▶ _Required action_
The data should be restated word for word, in full.

*** Data for the task Section Begins ***

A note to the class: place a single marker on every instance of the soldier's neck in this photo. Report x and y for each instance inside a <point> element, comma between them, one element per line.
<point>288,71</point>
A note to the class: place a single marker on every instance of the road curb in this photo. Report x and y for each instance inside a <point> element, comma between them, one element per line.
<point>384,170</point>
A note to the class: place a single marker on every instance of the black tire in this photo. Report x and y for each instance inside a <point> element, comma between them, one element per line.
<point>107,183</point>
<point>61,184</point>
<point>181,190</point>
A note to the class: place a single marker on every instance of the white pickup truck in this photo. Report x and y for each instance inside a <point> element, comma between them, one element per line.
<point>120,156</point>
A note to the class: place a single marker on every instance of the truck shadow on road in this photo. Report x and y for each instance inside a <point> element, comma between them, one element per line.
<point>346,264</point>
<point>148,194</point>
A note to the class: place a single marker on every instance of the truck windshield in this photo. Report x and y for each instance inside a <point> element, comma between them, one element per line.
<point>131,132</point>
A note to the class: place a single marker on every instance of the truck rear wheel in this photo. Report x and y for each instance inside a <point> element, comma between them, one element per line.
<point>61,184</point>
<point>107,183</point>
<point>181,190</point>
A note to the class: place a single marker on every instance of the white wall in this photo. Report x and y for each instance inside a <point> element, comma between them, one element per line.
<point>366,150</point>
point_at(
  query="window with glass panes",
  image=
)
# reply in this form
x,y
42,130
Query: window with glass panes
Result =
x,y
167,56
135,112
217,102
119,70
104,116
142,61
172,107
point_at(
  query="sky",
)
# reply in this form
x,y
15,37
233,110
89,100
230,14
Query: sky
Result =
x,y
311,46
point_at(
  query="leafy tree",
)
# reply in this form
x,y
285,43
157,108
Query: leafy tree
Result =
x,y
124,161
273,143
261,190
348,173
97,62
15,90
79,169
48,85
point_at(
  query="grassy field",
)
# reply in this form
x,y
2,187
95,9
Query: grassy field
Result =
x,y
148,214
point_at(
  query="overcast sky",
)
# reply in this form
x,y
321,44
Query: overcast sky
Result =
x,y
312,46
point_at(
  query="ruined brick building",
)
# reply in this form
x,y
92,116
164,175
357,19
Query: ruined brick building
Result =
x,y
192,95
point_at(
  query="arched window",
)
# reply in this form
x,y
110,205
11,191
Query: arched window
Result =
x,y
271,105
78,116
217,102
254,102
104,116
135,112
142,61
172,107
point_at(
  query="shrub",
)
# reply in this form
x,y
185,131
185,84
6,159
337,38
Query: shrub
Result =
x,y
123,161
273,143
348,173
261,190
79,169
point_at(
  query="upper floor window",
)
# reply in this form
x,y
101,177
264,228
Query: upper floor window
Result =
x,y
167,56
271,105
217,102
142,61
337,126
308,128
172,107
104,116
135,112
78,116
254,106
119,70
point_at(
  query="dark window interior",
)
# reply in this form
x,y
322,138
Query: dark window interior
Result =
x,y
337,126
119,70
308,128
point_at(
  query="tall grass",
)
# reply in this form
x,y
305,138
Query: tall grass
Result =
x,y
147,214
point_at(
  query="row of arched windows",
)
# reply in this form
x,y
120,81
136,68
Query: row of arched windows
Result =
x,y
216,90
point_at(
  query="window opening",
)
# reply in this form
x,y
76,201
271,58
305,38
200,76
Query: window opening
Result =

*** Data for the task Section Ends ***

▶ _Your response_
A note to the class: place a single marker on every instance of the soldier's neck in this photo. Report x and y for each instance inside a <point> element, comma between them, one element per line.
<point>288,71</point>
A note to the class: place a single marker on every instance of the road curb in this photo. Report x and y for each instance inside a <point> element, comma between them, one element per line.
<point>384,170</point>
A note to the class: place a single marker on every instance of the black tire in this photo. Report x and y for each instance inside a <point> element, comma between them, one element per line.
<point>107,183</point>
<point>61,184</point>
<point>181,190</point>
A note to the class: place a single marker on every instance of the white pickup truck in this photo. Report x and y for each instance inside a <point> element, comma between them, one element per line.
<point>120,156</point>
A note to the class: place a single marker on every instance of the truck shadow on road in this photo. Report x and y for each instance inside a <point> element, comma between them, one element per line.
<point>346,264</point>
<point>148,194</point>
A note to the class: place a single marker on every instance of the truck windshield in this photo. Report x and y for each instance inside a <point> element, comma between them, one element per line.
<point>131,132</point>
A note to the class: place a single marker on every instance of the truck rear wheel in this photo. Report x and y for each instance inside a <point> element, comma between them, one element per line.
<point>61,184</point>
<point>107,183</point>
<point>181,190</point>
A note to the class: place a single marker on every instance of the white wall in this photo. Report x and y for each instance inside a <point> element, comma between them, one element per line.
<point>366,150</point>
point_at(
  query="window with glass panes",
  image=
)
# reply in this form
x,y
42,130
Query: window with glass panes
Result =
x,y
167,56
135,112
217,102
119,70
104,116
142,61
172,107
point_at(
  query="sky",
)
# reply in this form
x,y
15,37
233,110
89,100
230,14
Query: sky
Result =
x,y
311,46
point_at(
  query="leafy tree",
)
# reply in this form
x,y
285,43
157,108
Query: leafy tree
Result =
x,y
124,161
273,143
261,190
348,173
97,62
15,90
79,169
48,85
point_at(
  query="grassy field",
)
# reply in this form
x,y
2,187
95,9
Query: grassy field
Result =
x,y
148,214
point_at(
  query="overcast sky",
)
# reply in this form
x,y
321,44
Query: overcast sky
Result =
x,y
312,46
point_at(
  query="ruined brick building",
)
# reply in this form
x,y
92,116
164,175
357,19
Query: ruined brick building
Result =
x,y
192,95
point_at(
  query="arched window",
)
# reply in this form
x,y
110,205
11,191
Query: arched window
Result =
x,y
271,105
78,116
217,102
254,102
104,116
135,112
142,61
172,107
point_at(
  query="shrub",
)
# reply in this form
x,y
185,131
185,84
6,159
337,38
Query: shrub
Result =
x,y
123,161
273,143
348,173
261,190
79,169
point_at(
  query="upper floor window",
)
# reply in this form
x,y
101,177
264,228
Query: upper floor window
Result =
x,y
167,56
271,105
217,102
142,61
337,126
308,128
172,107
104,116
135,112
78,116
254,106
119,70
point_at(
  query="dark window interior",
)
# reply in this form
x,y
322,138
Query: dark window interior
Result =
x,y
337,126
119,70
308,128
point_at(
  query="tall grass",
)
# reply in this form
x,y
305,138
Query: tall grass
Result =
x,y
147,214
point_at(
  query="row of arched windows",
)
# reply in this form
x,y
120,81
136,68
Query: row of arched windows
Result =
x,y
216,90
point_at(
  query="window opening",
)
# reply in this form
x,y
76,201
271,58
305,38
200,76
Query: window opening
Result =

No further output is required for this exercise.